The delegating law made by Congress on the authority of the President to exercise emergency powers likewise has its own parameters and limitations. It can only be done in times of war or other national emergency [Section 17, Article XII of the 1987 Constitution], the takeover must be only for a limited period and can only last as may be necessary to respond to the emergency [Agan, et al., v. Philippine International Air Terminals Co., Inc., et al., 402 SCRA 612 (2003)], and it must prescribe restrictions to the exercise of such powers necessary and proper to carry out a declared national policy [See Section 23(2), Article VI of the 1987 Constitution of the Philippines].
Compensation to Business Owners Subject of The Takeover Powers
The power to take-over or direct the operation of privately-owned public utilities or businesses affected with public interest is an exercise of police power, defined as “state authority to enact legislation that may interfere with personal liberty or property in order to promote the general welfare” [Agan, et al., v. Philippine International Air Terminals Co., Inc., et al., supra]. It is also, by its very nature and limitations, temporary in nature. Moreover, the temporary takeover by the government extends only to the operation of the public utility or business and not to its ownership. Hence, government is not required to compensate the private entity-owner of the said public utility or business [Agan, et al., v. Philippine International Air Terminals Co., Inc., et al., supra].
This temporary takeover power arising from police power should be distinguished from another inherent power to the state, eminent domain, which contemplates an appropriation of interest over private property permanent in character of property, where ownership transfers to the government, and such property is applied to some public purpose. In such a case, government is mandated to provide just compensation to the private owner affected [Manila Memorial Park, Inc., et al. v. Secretary of the DSWD, et al., 711 SCRA 302 (2013)].
Even if there is no requirement to compensate, there have been instances that the payment of just compensation to the owner of the enterprise or entity has been considered. In fact, Republic Act No. 11469 itself provides that owners of establishments subject of temporary takeover are entitled to appropriate compensation based on its full accounting [Section 4(b)].
This article is intended for informational purposes only and should not be construed as legal advice.

(Required tasks)
A. Answer these questions using the passage on emergency takeover powers:
(i) Which constitutional provision is cited for the rule that emergency powers can be exercised only in times of war or other national emergency?
(ii) How does the passage define police power?
(iii) Which section of Republic Act No. 11469 is cited for the owners' entitlement to appropriate compensation?
B. List every distinct legal authority that the passage on emergency takeover powers cites in square brackets, giving each one only once.
C. Print everything in the passage on emergency takeover powers from "Even if there" down to "accounting [Section 4(b)].".

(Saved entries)

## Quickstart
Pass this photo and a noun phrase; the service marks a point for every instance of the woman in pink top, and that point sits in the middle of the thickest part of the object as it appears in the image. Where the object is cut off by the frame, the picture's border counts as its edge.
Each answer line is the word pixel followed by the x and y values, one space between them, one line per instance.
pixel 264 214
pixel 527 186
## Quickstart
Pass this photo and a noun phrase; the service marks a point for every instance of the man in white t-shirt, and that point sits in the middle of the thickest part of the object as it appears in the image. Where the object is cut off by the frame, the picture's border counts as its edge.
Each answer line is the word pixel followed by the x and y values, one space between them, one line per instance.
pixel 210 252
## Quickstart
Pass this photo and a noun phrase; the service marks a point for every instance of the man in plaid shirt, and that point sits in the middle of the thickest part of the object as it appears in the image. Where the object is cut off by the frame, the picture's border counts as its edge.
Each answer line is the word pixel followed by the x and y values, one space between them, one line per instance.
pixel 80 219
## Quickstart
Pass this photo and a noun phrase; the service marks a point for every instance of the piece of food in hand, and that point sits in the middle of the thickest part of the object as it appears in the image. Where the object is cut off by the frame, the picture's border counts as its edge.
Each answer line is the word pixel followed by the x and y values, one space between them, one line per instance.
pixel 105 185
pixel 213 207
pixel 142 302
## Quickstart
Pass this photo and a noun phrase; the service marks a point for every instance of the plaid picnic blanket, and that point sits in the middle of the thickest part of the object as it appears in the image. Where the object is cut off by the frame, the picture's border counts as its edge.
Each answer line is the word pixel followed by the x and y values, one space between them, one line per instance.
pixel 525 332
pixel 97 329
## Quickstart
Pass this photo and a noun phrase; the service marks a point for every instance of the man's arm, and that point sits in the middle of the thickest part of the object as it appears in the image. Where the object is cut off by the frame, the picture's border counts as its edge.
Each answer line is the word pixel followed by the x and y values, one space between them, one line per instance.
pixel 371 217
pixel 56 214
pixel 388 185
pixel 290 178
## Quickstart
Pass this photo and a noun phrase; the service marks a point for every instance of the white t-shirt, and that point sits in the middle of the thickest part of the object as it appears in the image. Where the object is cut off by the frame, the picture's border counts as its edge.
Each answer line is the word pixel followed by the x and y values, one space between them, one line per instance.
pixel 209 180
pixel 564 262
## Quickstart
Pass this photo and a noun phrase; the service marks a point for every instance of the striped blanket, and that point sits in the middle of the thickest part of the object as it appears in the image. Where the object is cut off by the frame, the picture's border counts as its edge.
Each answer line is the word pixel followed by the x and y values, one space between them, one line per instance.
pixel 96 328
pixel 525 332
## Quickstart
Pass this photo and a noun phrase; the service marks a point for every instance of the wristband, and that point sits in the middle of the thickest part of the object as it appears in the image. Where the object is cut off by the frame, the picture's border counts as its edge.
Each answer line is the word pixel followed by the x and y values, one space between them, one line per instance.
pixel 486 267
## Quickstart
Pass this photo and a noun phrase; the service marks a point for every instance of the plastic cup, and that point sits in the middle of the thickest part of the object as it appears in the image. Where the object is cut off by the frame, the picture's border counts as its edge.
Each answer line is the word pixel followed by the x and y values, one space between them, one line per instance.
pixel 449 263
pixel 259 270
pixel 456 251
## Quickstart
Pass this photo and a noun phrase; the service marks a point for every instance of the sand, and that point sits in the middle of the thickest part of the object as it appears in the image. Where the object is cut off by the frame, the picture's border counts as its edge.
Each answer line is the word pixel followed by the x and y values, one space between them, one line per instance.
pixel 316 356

...

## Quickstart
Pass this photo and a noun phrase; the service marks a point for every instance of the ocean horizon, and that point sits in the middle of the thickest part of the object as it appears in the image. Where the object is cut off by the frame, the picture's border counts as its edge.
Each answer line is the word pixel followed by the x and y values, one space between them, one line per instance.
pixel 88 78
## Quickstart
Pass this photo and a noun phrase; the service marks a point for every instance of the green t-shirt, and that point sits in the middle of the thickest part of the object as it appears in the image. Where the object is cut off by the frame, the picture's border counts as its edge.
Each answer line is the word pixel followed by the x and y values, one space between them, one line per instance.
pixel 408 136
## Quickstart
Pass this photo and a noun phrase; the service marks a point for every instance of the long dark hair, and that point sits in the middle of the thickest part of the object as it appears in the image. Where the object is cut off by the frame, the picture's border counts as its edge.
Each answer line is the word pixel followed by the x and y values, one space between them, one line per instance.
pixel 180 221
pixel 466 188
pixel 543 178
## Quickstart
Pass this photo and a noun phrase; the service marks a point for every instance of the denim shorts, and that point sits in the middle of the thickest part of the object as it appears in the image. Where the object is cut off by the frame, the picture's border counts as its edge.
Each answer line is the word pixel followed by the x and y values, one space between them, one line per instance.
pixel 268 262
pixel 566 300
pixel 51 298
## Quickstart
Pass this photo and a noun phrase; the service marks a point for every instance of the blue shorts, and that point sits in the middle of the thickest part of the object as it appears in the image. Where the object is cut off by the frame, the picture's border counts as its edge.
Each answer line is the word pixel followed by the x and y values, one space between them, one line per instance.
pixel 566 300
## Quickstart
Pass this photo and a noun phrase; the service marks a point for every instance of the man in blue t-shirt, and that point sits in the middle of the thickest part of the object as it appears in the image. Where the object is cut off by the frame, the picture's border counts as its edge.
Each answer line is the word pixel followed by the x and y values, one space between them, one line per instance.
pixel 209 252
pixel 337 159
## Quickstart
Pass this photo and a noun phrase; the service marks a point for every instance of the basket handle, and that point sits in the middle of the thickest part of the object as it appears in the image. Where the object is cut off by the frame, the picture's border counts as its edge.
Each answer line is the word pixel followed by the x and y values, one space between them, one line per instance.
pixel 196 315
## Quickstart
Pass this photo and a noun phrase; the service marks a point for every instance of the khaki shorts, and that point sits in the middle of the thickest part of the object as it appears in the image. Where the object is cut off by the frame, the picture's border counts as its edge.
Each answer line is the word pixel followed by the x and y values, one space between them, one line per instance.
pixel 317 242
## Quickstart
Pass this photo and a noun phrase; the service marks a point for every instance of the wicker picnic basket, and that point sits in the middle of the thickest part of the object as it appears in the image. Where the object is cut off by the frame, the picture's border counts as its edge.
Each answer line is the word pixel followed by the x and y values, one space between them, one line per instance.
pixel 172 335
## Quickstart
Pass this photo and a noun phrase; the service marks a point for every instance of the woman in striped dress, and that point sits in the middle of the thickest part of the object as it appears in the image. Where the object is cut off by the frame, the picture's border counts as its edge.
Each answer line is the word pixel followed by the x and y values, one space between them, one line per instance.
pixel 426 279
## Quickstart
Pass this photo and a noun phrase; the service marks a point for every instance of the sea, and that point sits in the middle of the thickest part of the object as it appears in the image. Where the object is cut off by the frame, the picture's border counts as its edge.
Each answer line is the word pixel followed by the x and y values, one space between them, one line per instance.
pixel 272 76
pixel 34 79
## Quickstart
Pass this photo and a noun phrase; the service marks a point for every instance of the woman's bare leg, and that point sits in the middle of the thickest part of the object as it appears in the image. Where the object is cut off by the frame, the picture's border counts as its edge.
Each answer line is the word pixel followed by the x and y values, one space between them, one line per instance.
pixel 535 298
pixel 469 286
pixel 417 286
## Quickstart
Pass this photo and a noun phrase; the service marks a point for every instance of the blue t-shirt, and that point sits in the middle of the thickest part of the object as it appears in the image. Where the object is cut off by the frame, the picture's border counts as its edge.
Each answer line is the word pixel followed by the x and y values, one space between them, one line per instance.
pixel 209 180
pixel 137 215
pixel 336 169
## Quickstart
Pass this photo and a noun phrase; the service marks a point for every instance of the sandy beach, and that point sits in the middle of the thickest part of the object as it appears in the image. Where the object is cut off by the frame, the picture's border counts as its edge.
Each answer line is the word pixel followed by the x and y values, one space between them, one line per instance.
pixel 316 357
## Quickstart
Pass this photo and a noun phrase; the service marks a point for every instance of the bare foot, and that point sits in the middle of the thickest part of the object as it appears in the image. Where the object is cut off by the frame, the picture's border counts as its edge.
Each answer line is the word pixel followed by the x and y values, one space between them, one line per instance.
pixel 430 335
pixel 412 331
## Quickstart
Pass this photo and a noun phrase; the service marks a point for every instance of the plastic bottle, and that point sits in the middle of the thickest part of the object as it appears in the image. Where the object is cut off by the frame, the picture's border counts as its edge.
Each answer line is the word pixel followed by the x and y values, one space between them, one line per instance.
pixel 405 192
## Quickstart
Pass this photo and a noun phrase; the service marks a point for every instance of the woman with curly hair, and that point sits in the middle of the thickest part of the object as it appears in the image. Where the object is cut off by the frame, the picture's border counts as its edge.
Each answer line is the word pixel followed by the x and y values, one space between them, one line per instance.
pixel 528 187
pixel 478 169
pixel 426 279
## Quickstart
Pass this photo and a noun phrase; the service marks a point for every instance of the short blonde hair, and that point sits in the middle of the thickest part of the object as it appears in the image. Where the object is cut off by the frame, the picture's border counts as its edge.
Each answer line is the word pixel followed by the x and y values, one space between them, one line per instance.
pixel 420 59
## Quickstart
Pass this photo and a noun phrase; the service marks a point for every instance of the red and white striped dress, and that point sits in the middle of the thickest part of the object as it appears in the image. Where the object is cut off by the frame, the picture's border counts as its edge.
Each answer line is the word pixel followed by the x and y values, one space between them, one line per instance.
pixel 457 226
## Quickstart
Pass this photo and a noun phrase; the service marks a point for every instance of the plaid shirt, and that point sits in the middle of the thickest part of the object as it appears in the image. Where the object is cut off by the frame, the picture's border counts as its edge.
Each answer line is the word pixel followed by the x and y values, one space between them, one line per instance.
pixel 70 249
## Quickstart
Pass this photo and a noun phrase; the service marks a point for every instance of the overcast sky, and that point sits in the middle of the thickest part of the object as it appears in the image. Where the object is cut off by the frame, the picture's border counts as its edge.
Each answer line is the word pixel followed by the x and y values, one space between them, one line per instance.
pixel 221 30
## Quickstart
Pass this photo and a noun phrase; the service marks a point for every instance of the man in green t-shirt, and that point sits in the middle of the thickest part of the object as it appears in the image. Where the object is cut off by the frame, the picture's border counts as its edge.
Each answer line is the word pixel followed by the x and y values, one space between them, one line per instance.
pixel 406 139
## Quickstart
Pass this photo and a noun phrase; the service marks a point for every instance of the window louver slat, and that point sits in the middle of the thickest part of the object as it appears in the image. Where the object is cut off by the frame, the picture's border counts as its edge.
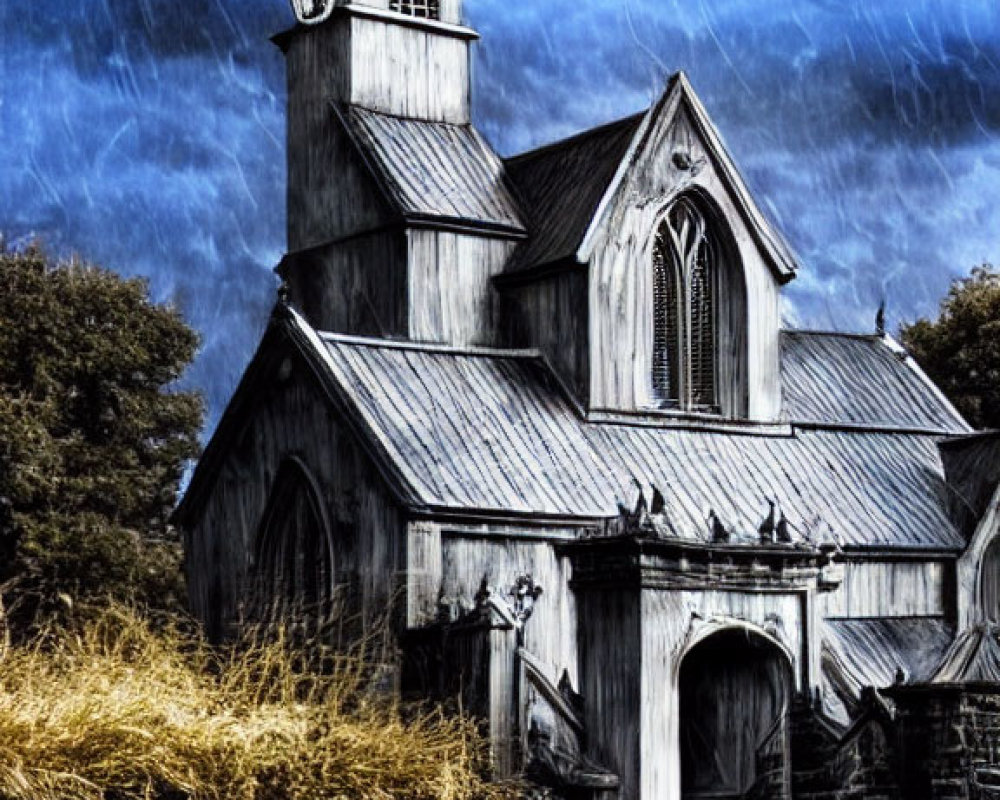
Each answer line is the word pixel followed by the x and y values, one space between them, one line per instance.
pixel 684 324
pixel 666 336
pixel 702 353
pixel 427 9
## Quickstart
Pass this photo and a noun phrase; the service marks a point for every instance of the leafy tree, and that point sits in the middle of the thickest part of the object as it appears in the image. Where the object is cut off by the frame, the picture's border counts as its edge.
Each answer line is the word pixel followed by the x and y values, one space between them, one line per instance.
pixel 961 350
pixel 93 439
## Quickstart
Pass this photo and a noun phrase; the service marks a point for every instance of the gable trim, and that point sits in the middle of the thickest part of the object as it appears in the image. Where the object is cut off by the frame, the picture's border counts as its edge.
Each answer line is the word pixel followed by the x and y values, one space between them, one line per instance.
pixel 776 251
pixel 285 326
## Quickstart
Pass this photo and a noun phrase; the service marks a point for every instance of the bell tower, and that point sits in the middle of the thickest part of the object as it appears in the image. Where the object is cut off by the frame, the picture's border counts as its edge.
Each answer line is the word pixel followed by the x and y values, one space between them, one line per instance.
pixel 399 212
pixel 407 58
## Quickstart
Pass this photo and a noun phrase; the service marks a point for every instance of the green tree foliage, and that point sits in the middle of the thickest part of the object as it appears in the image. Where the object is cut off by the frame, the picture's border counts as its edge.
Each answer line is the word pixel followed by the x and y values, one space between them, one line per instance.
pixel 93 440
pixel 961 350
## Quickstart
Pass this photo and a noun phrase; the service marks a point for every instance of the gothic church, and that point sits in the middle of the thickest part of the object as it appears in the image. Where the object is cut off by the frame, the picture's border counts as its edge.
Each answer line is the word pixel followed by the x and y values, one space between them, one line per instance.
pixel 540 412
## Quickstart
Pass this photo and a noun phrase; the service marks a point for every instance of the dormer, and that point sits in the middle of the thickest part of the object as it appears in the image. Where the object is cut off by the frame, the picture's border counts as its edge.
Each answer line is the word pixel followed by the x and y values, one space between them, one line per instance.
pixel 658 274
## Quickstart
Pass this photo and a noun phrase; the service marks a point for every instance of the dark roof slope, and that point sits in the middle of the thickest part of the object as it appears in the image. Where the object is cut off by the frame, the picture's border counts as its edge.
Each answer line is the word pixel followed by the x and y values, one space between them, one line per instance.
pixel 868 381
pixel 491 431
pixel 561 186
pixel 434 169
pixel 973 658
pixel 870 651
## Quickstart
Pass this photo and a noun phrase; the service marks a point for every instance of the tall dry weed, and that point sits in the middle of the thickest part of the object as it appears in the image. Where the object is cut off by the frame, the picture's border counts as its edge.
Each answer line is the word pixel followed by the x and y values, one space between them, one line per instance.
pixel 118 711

--

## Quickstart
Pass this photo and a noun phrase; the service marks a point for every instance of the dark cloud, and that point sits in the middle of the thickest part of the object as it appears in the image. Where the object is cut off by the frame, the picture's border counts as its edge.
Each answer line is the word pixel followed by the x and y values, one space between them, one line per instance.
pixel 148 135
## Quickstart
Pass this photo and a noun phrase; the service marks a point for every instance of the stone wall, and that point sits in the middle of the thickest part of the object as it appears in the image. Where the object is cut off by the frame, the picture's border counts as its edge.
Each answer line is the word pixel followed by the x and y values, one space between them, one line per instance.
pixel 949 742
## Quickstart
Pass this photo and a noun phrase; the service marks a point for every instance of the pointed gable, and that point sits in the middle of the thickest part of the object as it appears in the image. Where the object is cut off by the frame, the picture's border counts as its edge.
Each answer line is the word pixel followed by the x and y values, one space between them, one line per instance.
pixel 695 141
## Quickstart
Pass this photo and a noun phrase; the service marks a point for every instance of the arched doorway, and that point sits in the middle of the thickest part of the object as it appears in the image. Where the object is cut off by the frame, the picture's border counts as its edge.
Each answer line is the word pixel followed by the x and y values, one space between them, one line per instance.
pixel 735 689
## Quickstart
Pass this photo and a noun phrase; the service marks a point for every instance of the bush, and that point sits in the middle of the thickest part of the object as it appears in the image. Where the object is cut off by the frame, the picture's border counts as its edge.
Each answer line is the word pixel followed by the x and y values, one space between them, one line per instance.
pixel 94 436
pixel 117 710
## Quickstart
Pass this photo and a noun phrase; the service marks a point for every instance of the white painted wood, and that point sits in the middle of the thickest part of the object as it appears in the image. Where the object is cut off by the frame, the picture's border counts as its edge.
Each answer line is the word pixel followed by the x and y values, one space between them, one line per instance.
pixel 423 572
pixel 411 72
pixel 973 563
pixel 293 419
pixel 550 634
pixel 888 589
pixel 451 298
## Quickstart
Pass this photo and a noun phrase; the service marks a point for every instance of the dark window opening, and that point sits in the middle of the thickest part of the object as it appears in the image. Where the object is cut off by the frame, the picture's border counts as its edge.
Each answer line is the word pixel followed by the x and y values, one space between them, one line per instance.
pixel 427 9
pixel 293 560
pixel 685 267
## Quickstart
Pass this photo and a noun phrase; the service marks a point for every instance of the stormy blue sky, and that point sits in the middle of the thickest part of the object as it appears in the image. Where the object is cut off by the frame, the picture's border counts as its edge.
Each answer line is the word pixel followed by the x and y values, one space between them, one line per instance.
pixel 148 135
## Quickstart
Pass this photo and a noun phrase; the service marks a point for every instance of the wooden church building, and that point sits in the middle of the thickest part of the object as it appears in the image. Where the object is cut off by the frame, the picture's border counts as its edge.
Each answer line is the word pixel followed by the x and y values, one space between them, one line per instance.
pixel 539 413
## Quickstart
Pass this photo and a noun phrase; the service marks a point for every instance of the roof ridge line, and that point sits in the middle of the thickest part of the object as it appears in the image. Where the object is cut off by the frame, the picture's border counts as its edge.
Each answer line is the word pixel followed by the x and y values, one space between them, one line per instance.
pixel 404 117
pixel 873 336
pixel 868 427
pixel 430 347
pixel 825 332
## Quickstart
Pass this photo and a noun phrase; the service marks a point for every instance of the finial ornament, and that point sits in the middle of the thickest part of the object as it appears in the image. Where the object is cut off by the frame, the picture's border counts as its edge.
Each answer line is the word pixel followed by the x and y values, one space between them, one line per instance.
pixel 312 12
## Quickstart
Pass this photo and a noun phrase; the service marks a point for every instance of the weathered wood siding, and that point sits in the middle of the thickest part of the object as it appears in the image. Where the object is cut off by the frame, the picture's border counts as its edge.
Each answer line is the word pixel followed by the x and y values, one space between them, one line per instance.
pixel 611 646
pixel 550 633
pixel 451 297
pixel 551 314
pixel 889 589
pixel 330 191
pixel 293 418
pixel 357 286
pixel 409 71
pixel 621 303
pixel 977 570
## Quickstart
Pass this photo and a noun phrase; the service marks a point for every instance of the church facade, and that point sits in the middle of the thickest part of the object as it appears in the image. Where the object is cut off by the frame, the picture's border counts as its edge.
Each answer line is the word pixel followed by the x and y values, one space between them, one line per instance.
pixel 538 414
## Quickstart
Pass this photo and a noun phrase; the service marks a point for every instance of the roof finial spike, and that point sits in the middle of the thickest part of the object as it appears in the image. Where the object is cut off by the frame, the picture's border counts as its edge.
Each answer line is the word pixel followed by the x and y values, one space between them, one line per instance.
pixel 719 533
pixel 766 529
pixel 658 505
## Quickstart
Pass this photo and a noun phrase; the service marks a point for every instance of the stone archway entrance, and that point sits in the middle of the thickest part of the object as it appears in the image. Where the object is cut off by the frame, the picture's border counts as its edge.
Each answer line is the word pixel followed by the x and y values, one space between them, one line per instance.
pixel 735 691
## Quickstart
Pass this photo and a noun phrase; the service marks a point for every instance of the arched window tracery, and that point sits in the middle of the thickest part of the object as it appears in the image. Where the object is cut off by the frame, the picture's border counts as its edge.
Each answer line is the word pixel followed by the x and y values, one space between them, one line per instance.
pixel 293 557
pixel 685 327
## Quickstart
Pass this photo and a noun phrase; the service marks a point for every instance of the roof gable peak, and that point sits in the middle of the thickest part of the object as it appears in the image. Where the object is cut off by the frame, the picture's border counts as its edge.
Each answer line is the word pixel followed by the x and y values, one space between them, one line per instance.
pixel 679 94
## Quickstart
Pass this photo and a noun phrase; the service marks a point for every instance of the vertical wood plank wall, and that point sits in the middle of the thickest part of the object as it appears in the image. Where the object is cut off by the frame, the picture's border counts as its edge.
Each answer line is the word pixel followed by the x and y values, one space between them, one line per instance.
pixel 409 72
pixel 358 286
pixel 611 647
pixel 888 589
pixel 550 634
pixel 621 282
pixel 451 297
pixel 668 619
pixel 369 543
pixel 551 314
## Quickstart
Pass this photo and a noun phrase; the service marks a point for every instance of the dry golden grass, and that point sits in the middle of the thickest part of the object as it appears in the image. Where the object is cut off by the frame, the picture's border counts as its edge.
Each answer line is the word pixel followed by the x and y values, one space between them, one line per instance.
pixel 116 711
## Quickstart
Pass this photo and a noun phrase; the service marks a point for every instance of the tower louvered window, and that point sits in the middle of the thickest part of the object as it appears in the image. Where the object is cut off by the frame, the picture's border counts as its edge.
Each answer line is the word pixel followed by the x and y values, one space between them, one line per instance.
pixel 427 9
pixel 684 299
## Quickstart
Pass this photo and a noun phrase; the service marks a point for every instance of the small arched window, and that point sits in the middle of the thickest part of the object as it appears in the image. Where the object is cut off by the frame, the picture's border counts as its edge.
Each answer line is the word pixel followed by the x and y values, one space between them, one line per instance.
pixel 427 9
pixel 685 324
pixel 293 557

(Responses to the tasks)
A.
(i) Section 17, Article XII of the 1987 Constitution.
(ii) Police power is “state authority to enact legislation that may interfere with personal liberty or property in order to promote the general welfare.”
(iii) Section 4(b).

B.
- Section 17, Article XII of the 1987 Constitution
- Agan, et al., v. Philippine International Air Terminals Co., Inc., et al., 402 SCRA 612 (2003)
- Section 23(2), Article VI of the 1987 Constitution of the Philippines
- Manila Memorial Park, Inc., et al. v. Secretary of the DSWD, et al., 711 SCRA 302 (2013)
- Section 4(b) of Republic Act No. 11469

C.
Even if there is no requirement to compensate, there have been instances that the payment of just compensation to the owner of the enterprise or entity has been considered. In fact, Republic Act No. 11469 itself provides that owners of establishments subject of temporary takeover are entitled to appropriate compensation based on its full accounting [Section 4(b)].